* _Supplied passage_:

☆ ☆ ☆ ☆ ☆

Key Points about Sinusitis
- Sinusitis is an infection of the sinuses that results from inflammation of the tissues lining the sinuses.
- Allergies, smoking tobacco, respiratory infections, having a deviated septum or having nasal polyps can all cause inflammation that leads to a sinus infection.
- Symptoms of a sinus infection may include a feeling of pain of pressure in the face, a fever, and a runny or stuffy nose.
- Call your doctor if you experience frequent sinus infections, of if your symptoms do not improve within ten days.
The sinuses are air-filled cavities in the face and head that have several functions, including mucus production. When the tissues that line the sinuses and nasal cavities become inflamed, a sinus infection can result. People who have allergies, who smoke tobacco, or who have had a recent respiratory infection may be at an increased risk of developing sinus inflammation that leads to a sinus infection.
Sinus infections may be accompanied by a feeling of pain of pressure in the face, a fever, and a runny or stuffy nose.
Many sinus infections resolve on their own within a few weeks and can be treated with home remedies. Call your doctor if your symptoms persist past ten days, or if your symptoms return repeatedly after going away.
Sinus infections develop when the tissues that line the sinuses become inflamed or swollen, allowing bacteria or viruses to get trapped and multiply. Sinuses can grow inflamed and swollen from:
- Respiratory infections such as a cold
- Nasal polyps, which are tiny growths in the nasal lining
- A deviated septum
- Allergic rhinitis, or inflammation of the nasal lining
Sinusitis risk factors
Sinus infections are more likely to develop in people who:
- Have allergies
- Smoke tobacco
- Had a recent respiratory infection
- Have nasal polyps
- Have a deviated septum in the nose
Sinus infections can be acute or chronic. If your symptoms persist past three months, you may have a chronic sinus infection.

☆ ☆ ☆ ☆ ☆

(Data excerpts)
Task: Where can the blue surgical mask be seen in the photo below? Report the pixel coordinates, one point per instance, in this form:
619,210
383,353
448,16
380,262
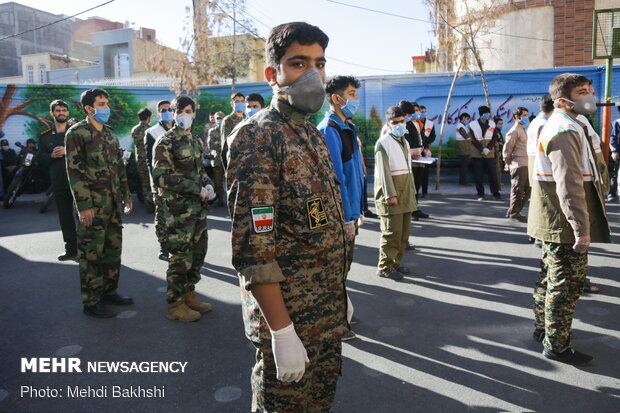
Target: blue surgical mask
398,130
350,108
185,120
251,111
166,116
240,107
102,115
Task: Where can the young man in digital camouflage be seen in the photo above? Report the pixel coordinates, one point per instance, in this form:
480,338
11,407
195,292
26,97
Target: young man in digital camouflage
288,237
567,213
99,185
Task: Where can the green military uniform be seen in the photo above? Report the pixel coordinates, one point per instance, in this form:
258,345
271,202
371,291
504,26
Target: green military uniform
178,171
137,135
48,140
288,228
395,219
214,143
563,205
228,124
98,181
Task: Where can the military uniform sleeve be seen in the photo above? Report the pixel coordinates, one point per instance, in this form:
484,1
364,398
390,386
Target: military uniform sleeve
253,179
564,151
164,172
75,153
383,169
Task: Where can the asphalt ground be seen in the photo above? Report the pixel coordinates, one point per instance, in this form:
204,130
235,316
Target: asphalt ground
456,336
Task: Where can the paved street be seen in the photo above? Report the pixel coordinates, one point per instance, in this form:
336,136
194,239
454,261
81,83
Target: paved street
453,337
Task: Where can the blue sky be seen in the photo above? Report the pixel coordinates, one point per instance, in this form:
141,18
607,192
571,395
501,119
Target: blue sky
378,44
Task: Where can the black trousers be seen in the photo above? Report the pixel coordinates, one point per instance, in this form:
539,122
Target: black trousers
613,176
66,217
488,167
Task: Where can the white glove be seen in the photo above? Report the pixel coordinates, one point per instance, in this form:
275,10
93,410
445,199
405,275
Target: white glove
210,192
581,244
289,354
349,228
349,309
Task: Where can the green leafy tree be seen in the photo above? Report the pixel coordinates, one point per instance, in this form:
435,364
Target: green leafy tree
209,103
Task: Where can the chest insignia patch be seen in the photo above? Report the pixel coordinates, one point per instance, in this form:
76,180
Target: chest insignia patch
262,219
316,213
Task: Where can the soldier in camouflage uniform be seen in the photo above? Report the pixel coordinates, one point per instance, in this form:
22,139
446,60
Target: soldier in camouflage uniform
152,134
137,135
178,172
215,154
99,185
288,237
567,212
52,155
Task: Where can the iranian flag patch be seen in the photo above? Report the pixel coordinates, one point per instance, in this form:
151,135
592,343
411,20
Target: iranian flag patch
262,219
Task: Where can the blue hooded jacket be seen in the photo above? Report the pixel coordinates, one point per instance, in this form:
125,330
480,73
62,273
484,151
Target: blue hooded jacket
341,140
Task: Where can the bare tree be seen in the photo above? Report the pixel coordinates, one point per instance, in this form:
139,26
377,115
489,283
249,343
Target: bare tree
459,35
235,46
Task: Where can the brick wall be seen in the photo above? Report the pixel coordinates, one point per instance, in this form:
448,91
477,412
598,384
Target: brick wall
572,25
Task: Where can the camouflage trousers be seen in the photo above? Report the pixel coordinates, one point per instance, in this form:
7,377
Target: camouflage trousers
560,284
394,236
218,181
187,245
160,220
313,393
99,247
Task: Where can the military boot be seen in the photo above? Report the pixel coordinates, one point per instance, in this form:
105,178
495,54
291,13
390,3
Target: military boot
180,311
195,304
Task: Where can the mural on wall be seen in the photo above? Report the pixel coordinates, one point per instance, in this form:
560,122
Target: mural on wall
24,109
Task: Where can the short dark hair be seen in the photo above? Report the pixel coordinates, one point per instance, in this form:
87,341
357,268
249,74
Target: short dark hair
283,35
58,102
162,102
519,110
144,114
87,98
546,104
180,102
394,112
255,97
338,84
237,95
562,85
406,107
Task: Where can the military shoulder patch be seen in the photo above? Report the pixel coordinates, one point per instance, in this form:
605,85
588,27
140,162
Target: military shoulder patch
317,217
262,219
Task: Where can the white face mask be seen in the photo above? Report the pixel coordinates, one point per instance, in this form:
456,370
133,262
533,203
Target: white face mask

☆ ☆ ☆ ☆ ☆

* _What needs to be done_:
Write the next part of the sinusitis passage, starting after its final sentence about chronic sinus infections.

* _Output for this exercise_:
Symptoms of a sinus infection may include:
- A feeling of pain or pressure in the face
- A runny or stuffy nose
- Decreased sense of smell
- Nasal discharge that is not clear in color
- Bad breath
- Pain in the teeth
In rare cases, sinus infections that are left untreated can lead to:
- Abscess on the brain
You can lower your risk of developing a sinus infection if you:
- Manage your allergy symptoms
- Avoid smoking tobacco
- Avoid respiratory infections by washing your hands often
When diagnosing sinusitis, your doctor will review your symptoms and provide a physical examination.
To treat a sinus infection, your doctor may recommend:
- Using a saline nasal wash, or a neti pot to drain your sinuses
- Taking a decongestant
- Taking an antihistamine, if allergies contributed to your infection
If your sinus infection is bacterial, your doctor may prescribe antibiotics. Your doctor may also prescribe steroids in some situations.
When to seek care
Call your doctor if you have symptoms of a sinus infection that persist past 10 days, or that return repeatedly after going away.
If your sinus infections recur often, your doctor will need to re-assess any underlying cause of your infections, such as a deviated septum or an allergy to something in your environment. Your doctor will provide treatment for these underlying issues accordingly.